───── Excerpted data

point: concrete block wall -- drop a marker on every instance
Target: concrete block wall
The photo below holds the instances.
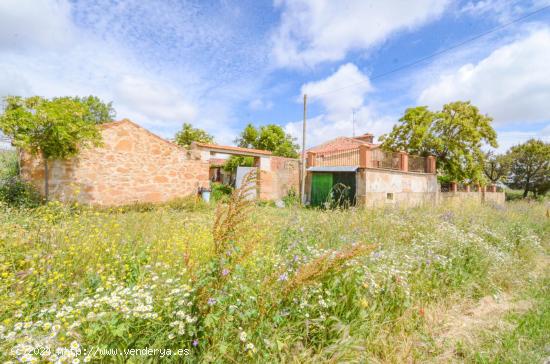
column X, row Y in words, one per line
column 377, row 187
column 132, row 165
column 282, row 176
column 498, row 198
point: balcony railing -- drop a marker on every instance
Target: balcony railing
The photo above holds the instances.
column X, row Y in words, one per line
column 346, row 157
column 417, row 164
column 385, row 160
column 365, row 157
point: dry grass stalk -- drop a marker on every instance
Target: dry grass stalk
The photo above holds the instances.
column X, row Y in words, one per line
column 229, row 217
column 326, row 264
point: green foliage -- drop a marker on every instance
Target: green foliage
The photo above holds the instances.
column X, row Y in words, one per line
column 530, row 167
column 220, row 192
column 269, row 137
column 237, row 161
column 527, row 339
column 189, row 203
column 513, row 195
column 14, row 191
column 455, row 135
column 292, row 199
column 188, row 135
column 286, row 285
column 54, row 129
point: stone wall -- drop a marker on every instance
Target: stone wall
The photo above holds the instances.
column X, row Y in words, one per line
column 376, row 187
column 278, row 176
column 132, row 165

──────────

Copy out every line of the entries above without changing anything, but omit the picture.

point: concrete block wall -- drop a marker on every instance
Target: concrete block wall
The photo below holds the instances.
column X, row Y in words, one per line
column 377, row 187
column 132, row 165
column 282, row 176
column 498, row 198
point: balcony railing -- drop a marker on every instance
Target: balcony railing
The photo above holds the instances.
column X, row Y in words, one per line
column 346, row 157
column 417, row 164
column 385, row 160
column 365, row 157
point: dry grass stalk -- drop a marker on every instance
Target: dry grass stalk
The photo above holds the instances.
column X, row Y in words, one per line
column 229, row 217
column 326, row 264
point: green foliage -- drop a marker on every instance
Target: green foliage
The photo above holds the instances.
column X, row Y in words, one per line
column 530, row 167
column 220, row 192
column 269, row 137
column 237, row 161
column 527, row 339
column 189, row 203
column 513, row 195
column 14, row 191
column 455, row 135
column 292, row 199
column 188, row 135
column 286, row 285
column 54, row 129
point: stone wall -- drop a marker on every instance
Target: stone wall
The photo above holds the instances.
column X, row Y in words, one per line
column 376, row 187
column 278, row 176
column 132, row 165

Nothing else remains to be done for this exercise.